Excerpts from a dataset
= = = = =

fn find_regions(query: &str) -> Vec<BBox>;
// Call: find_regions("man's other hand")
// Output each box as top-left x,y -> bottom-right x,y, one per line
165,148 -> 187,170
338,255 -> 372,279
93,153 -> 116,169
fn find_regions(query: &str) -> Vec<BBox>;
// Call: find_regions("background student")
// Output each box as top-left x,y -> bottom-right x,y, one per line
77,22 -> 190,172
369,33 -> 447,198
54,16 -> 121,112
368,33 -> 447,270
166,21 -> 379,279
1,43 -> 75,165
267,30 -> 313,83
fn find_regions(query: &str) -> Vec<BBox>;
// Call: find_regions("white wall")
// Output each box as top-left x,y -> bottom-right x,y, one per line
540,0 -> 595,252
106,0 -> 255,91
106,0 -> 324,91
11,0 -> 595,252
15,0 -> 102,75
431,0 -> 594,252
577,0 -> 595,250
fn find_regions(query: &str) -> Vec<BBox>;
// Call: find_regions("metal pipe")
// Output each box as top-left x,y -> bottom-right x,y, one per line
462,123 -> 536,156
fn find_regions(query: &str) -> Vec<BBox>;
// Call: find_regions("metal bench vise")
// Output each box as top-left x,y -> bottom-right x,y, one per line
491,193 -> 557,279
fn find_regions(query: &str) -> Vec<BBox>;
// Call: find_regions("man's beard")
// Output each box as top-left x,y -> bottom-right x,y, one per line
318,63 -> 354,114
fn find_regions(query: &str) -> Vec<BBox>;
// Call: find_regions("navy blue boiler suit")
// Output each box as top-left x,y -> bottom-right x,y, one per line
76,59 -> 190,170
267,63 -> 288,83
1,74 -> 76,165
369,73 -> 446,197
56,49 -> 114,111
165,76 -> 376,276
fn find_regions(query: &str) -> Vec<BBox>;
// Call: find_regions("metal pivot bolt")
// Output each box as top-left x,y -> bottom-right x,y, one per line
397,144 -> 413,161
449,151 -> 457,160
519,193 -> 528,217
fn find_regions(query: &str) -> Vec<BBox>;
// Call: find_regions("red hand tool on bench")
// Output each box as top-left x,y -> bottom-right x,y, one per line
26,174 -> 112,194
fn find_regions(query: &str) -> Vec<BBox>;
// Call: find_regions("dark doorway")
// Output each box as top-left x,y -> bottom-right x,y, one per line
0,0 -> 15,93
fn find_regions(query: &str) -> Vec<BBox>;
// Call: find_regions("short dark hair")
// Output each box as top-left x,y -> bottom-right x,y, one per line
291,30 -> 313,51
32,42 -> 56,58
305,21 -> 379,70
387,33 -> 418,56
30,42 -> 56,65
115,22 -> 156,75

= = = = =

→ Work task
Restate the data above in full, keeping every word as it is.

→ Response box
fn find_regions(query: &str) -> Vec<BBox>;
// Call: find_regions("man's other hand")
// Output each box as top-left x,y -> bottom-right x,y, one per line
165,148 -> 187,170
338,255 -> 372,279
93,153 -> 116,169
fn find_regions(query: &str) -> Vec<BBox>;
// Call: find_regions("background student")
// Output each box as top-left x,y -> bottom-right x,y, one per line
77,22 -> 190,172
369,33 -> 447,198
54,16 -> 121,112
368,33 -> 447,270
166,21 -> 379,279
1,43 -> 75,165
267,30 -> 313,83
fn find_regions(query: &str) -> Vec<BBox>;
// Call: find_regions("white wall")
// Output each box as top-left x,y -> bottom-right x,y, one per line
540,0 -> 595,252
106,0 -> 255,91
106,0 -> 324,91
11,0 -> 595,252
15,0 -> 102,75
431,0 -> 594,252
577,0 -> 595,250
fn find_regions(query: &str) -> Vec<BBox>;
// Call: find_regions("metal pipe")
// Output each box as top-left x,y -> bottom-right x,y, one per line
462,123 -> 536,156
fn find_regions(query: &str) -> Vec<BBox>;
// Call: find_regions("metal bench vise")
// Output each box as top-left x,y -> bottom-right x,y, one per line
491,193 -> 557,279
fn find_regions(query: &str) -> Vec<BBox>;
// Call: find_regions("man's beard")
// Output each box as top-left x,y -> bottom-right x,y, one per line
318,63 -> 354,114
fn find_regions(query: &str) -> Vec<BBox>;
// Call: find_regions("navy blue boiler suit")
// Output each box as top-left x,y -> bottom-right x,y, one per line
76,59 -> 190,170
267,63 -> 288,83
1,74 -> 76,165
369,73 -> 446,197
56,49 -> 114,111
165,76 -> 376,276
fn find_regions(query: &str) -> Vec<BBox>;
// Call: find_regions("metal pivot bolt")
// Output each box as top-left x,y -> bottom-right x,y, one per line
397,144 -> 413,161
449,151 -> 457,160
519,193 -> 528,217
fn find_regions(query: &str) -> Vec<BBox>;
// Call: find_regions("red hand tool on bench")
// Output each box as top-left x,y -> bottom-right x,y, one per line
26,174 -> 112,194
fn find_regions(query: &str) -> Vec<BBox>;
// Call: find_regions("dark doorway")
// Output each box as top-left x,y -> bottom-right x,y, one per line
0,0 -> 15,93
fn find_regions(query: &str) -> Vec<BBox>;
// Call: find_regions("short dark hair")
// Output each box as top-left x,y -> bottom-right x,y, one per line
291,30 -> 313,51
32,42 -> 56,58
305,21 -> 379,70
387,33 -> 418,56
30,42 -> 56,65
115,22 -> 156,75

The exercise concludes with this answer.